- [AIM OF THE EXERCISE] Continue the abstract on genotype imputation in diverse populations, picking up after its last sentence.

== TEXT FOR ANALYSIS ==

Genotype Imputation in Diverse Populations: Empirical and Theoretical Approaches.

Abstract

Genome-wide association (GWA) studies, in which dense genotypes in a large sample of individuals are tested for disease associations, represent a powerful approach for uncovering disease-susceptibility genes. Genotype imputation is a statistical procedure that enables evaluation of disease associations at markers beyond those experimentally measured, by using chromosomal stretches shared between study and reference individuals to infer unmeasured genotypes in GWA samples. Crucial to the success of imputation procedures is the representation of GWA samples in reference datasets that contain “template” sequences from which the unmeasured genotypes are inferred.

===
== ENTRIES SUPPLIED ==

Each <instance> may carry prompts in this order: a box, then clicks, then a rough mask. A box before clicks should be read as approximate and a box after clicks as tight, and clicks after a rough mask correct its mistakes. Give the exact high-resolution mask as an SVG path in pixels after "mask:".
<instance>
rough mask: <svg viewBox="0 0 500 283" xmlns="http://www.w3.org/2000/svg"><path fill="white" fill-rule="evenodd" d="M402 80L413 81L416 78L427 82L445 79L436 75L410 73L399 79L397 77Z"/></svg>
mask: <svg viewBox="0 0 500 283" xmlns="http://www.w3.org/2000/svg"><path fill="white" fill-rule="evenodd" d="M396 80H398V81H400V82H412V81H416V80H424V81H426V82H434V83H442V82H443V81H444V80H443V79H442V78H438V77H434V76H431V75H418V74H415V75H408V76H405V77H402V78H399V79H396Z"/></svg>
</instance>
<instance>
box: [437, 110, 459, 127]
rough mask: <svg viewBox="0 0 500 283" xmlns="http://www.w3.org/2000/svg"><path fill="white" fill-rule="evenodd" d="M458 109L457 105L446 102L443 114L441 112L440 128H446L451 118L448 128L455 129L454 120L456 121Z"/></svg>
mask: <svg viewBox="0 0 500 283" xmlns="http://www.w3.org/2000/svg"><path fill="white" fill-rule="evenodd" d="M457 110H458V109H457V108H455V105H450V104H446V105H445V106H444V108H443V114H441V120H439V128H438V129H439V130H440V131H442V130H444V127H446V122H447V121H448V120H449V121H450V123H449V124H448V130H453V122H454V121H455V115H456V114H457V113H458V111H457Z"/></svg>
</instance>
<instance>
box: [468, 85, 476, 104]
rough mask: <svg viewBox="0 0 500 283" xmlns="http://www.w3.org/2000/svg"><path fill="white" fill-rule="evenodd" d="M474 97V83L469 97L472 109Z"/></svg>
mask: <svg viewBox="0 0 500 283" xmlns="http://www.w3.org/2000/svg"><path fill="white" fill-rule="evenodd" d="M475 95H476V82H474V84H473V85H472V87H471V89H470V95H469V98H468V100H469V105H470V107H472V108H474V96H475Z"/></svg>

===

- [REPLY]
In this dissertation, I study the design of reference datasets for use in genetic studies in diverse human populations. First, I devise a mixture approach for selecting panels of reference data. Using genotype data from 29 worldwide populations, I show that nearly all populations benefit from the mixture approach in that the mixture approach reduces imputation error. Focusing on African populations whose genotypes are particularly difficult to impute, I investigate haplotype variation and imputation in Africa. Using various statistics on haplotype variation to explain variation in imputation accuracy, I find that simple statistics, such as Fst, which measure genetic distance between study and reference populations are useful metrics for guiding the selection of reference panels. Next, I quantify the increase in the minimal sample size, due to imperfect imputation, that would be required to provide the same level of statistical evidence of disease predisposition for genetic variants that are imputed rather than experimentally measured. Finally, I develop a coalescent model for evaluating imputation accuracy. Under this model, use of reference sequences selected based on observed genetic similarity to a study sequence targeted for imputation produces higher imputation accuracy than use of reference sequences selected based on population of origin. This result suggests a reference-selection strategy that chooses template sequences from multiple populations, including the target population itself.

Together, results from this dissertation can inform study design for future GWA studies. In particular, they can facilitate the design of reference datasets for use in imputation-based studies, thereby improving the search for genetic determinants that affect human health in populations worldwide.